_To do_
[a] Answer these questions from the Flink TableEnvironment documentation:
(i) What does the documentation call the TableEnvironment in relation to the Table API?
(ii) What object is recommended for creating a TableEnvironment?
(iii) In the Python example, what value is given to 'execution.buffer-timeout'?
[b] Carry the Flink TableEnvironment documentation forward, starting after its final Python code line.

TableEnvironment
This documentation is for an unreleased version of Apache Flink. We recommend you use the latest stable version.

TableEnvironment #

This document is an introduction to the TableEnvironment, the central concept of the Table API. It includes detailed descriptions of the public interfaces of the TableEnvironment class.

Create a TableEnvironment #

The recommended way to create a TableEnvironment is to create from an EnvironmentSettings object:

import org.apache.flink.table.api.EnvironmentSettings;
import org.apache.flink.table.api.TableEnvironment;

// create a streaming TableEnvironment
EnvironmentSettings settings = EnvironmentSettings
    .newInstance()
    .inStreamingMode()
    .build();

TableEnvironment tableEnv = TableEnvironment.create(settings);
import org.apache.flink.table.api.{EnvironmentSettings, TableEnvironment}

// create a streaming TableEnvironment
val settings = EnvironmentSettings
    .newInstance()
    .inStreamingMode()
    .build()

val tableEnv = TableEnvironment.create(settings)
from pyflink.common import Configuration
from pyflink.table import EnvironmentSettings, TableEnvironment

# create a streaming TableEnvironment
config = Configuration()
config.set_string('execution.buffer-timeout', '1 min')
env_settings = EnvironmentSettings \
    .new_instance() \
    .in_streaming_mode() \
    .with_configuration(config) \
    .build()

table_env = TableEnvironment.create(env_settings)

Alternatively, users can create a StreamTableEnvironment from an existing StreamExecutionEnvironment to interoperate with the DataStream API.

import org.apache.flink.streaming.api.environment.StreamExecutionEnvironment;
import org.apache.flink.table.api.bridge.java.StreamTableEnvironment;

// create a streaming TableEnvironment from a StreamExecutionEnvironment
StreamExecutionEnvironment env = StreamExecutionEnvironment.getExecutionEnvironment();
StreamTableEnvironment tableEnv = StreamTableEnvironment.create(env);
import org.apache.flink.streaming.api.scala.StreamExecutionEnvironment
import org.apache.flink.table.api.bridge.scala.StreamTableEnvironment

// create a streaming TableEnvironment from a StreamExecutionEnvironment
val env = StreamExecutionEnvironment.getExecutionEnvironment
val tableEnv = StreamTableEnvironment.create(env)
from pyflink.datastream import StreamExecutionEnvironment
from pyflink.table import StreamTableEnvironment

# create a streaming TableEnvironment from a StreamExecutionEnvironment
env = StreamExecutionEnvironment.get_execution_environment()
table_env = StreamTableEnvironment.create(env)

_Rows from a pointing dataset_
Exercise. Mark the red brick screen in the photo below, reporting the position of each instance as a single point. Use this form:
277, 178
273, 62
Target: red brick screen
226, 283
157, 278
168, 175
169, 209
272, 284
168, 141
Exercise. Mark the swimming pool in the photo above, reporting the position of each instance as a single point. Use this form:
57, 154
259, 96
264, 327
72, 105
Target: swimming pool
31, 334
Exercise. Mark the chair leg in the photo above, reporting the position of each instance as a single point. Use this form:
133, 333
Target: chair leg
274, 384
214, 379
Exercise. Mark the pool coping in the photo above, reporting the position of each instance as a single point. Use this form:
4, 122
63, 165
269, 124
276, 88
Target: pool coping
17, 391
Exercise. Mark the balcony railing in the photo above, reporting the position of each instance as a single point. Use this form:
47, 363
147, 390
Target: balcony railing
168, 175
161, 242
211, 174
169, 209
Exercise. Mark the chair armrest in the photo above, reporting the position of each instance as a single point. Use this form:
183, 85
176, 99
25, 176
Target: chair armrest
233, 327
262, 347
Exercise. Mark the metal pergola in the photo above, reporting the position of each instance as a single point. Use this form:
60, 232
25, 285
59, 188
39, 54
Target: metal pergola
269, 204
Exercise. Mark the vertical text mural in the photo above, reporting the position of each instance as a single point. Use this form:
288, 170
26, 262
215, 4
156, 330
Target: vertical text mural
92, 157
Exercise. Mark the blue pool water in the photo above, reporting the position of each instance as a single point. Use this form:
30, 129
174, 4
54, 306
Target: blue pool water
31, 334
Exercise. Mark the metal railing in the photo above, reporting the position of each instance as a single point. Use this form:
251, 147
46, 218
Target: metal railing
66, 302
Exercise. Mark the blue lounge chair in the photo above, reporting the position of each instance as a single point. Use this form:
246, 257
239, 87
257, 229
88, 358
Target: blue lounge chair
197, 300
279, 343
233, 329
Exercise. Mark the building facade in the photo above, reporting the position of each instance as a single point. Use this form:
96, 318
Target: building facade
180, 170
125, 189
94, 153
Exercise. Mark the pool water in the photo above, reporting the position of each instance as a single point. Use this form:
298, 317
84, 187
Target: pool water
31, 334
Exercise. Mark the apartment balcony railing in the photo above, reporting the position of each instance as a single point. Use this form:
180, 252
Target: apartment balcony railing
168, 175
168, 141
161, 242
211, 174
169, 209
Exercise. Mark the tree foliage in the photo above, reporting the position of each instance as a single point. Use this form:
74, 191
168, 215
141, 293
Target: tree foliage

--

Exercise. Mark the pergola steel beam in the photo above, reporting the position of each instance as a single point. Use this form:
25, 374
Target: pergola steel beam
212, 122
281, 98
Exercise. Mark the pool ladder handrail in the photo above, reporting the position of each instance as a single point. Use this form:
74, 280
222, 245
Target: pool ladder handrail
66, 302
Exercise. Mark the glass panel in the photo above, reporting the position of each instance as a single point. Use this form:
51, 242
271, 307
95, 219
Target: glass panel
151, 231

---

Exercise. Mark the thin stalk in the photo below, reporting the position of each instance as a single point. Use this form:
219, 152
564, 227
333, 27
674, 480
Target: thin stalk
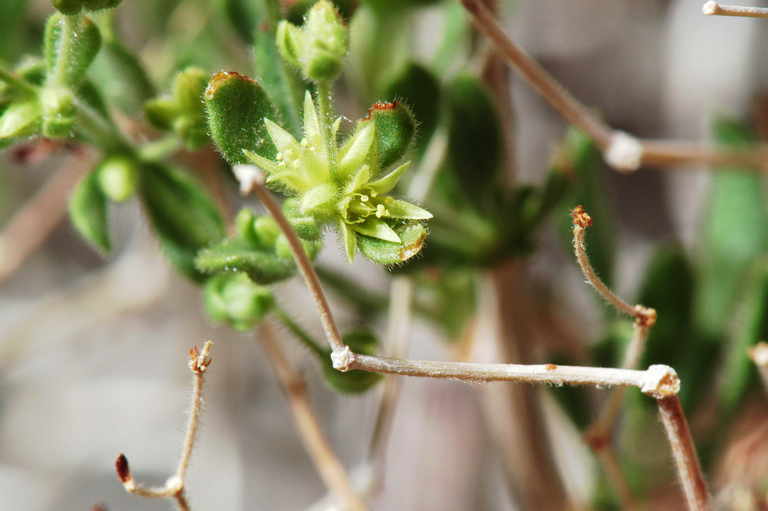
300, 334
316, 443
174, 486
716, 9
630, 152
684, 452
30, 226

_Outputs_
[a]
(i) The central concept of the Table API.
(ii) An EnvironmentSettings object.
(iii) '1 min'.

[b]
TableEnvironment API #

Table/SQL Operations #

These APIs are used to create/remove Table API/SQL Tables and write queries:

Java/Scala Python Description
fromValues(values...) from_elements(elements, schema) Creates a table from a collection of values.
N/A from_pandas(pdf, schema) Creates a table from a pandas DataFrame.
from(path) from_path(path) Creates a table from a registered table under the specified path.
createTemporaryView(path, table) create_temporary_view(path, table) Registers a Table as a temporary view similar to SQL temporary views.
dropTemporaryView(path) drop_temporary_view(path) Drops a temporary view registered under the given path.
createTemporaryTable(path, descriptor) create_temporary_table(path, descriptor) Creates a temporary table from a TableDescriptor.
createTable(path, descriptor) create_table(path, descriptor) Creates a catalog table from a TableDescriptor.
dropTemporaryTable(path) drop_temporary_table(path) Drops a temporary table registered under the given path.
dropTable(path) drop_table(path) Drops a table registered under the given path.
executeSql(stmt) execute_sql(stmt) Executes the given SQL statement and returns the execution result. Supports DDL/DML/DQL/SHOW/DESCRIBE/EXPLAIN/USE statements.
sqlQuery(query) sql_query(query) Evaluates a SQL query and retrieves the result as a Table.

See the Java API docs and Python API docs for complete API reference.

Deprecated APIs

Java/Scala Python Description Replacement
scan(tablePath...) scan(*table_path) Scans a registered table from catalog. from / from_path
registerTable(name, table) register_table(name, table) Registers a Table under a unique name. createTemporaryView / create_temporary_view
insertInto(targetPath, table) insert_into(target_path, table) Writes Table content to a sink. Table.executeInsert() / execute_insert()
N/A sql_update(stmt) Evaluates a SQL statement. execute_sql

Execute/Explain Jobs #

These APIs are used to explain/execute jobs. Note that executeSql / execute_sql can also be used to execute jobs.

Java/Scala Python Description
explainSql(stmt, extraDetails...) explain_sql(stmt, *extra_details) Returns the AST and execution plan of the specified statement.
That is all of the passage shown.